ACTIVITY –
Of the lines below, write out exactly those from the line with "Objective — one point per instance of the black" through the line with "Objective — one point per instance of the concrete", both included, and skip the rest.

RECORDS FOR THE EXERCISE –
####

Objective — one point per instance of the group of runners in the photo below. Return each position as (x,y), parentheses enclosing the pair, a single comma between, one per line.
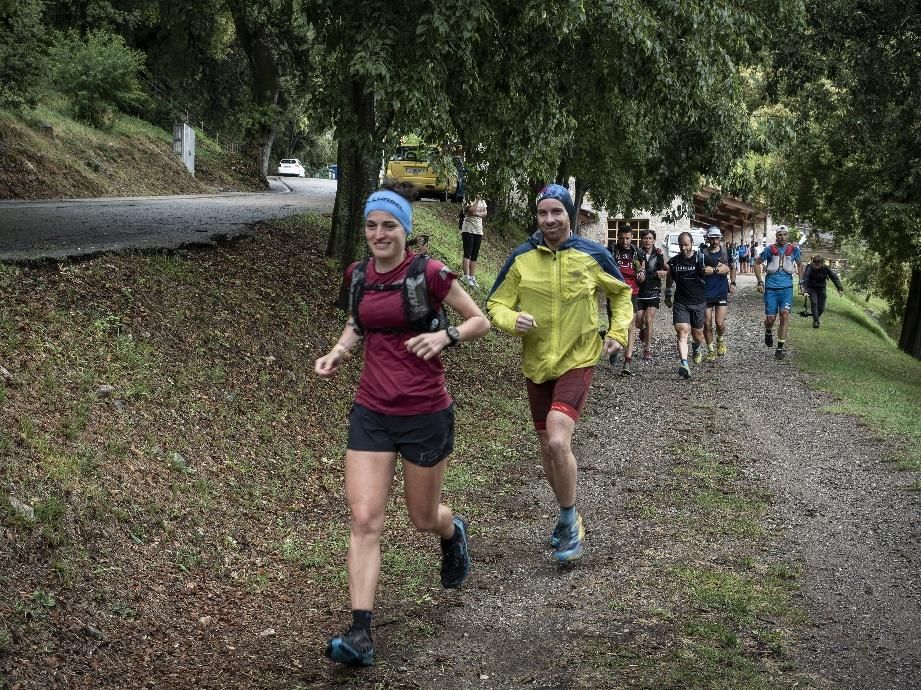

####

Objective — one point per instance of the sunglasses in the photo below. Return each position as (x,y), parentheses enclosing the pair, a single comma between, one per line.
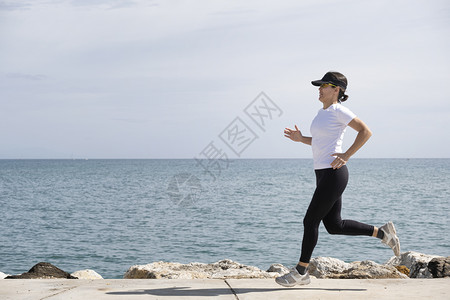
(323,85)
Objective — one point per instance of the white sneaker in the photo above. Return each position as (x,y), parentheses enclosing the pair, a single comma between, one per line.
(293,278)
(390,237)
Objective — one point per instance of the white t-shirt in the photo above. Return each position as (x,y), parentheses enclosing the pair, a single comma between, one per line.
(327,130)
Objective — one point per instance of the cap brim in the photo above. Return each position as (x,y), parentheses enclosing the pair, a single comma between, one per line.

####

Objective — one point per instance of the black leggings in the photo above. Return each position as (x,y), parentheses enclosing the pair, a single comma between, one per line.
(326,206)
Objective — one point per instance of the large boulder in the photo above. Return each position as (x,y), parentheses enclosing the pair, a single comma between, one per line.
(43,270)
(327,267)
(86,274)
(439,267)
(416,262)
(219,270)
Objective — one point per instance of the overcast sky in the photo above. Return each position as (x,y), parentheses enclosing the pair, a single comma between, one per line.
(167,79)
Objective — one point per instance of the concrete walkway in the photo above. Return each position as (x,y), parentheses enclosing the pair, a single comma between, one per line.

####

REPLY –
Objective — one point per instance of the black leggings in the photo above. Return each position as (x,y), parentheses enclosing the pair, a single comma between, one per line.
(326,206)
Objective — one point per instance of the large boulder in the photo above. Return each position as (x,y), parentheses enclosing the pair, a single comma between, one per line.
(43,270)
(327,267)
(86,274)
(439,267)
(416,262)
(219,270)
Objective — one point per instance of the overcast sky in the photo above. Return each position as (x,y), parentheses enclosing the pair, a single comma between, one per line.
(167,79)
Objective — one point per instance of the concrete walkway in the photo above. Return each position as (x,y), parentheses enclosing the pair, a single comma between, one per line.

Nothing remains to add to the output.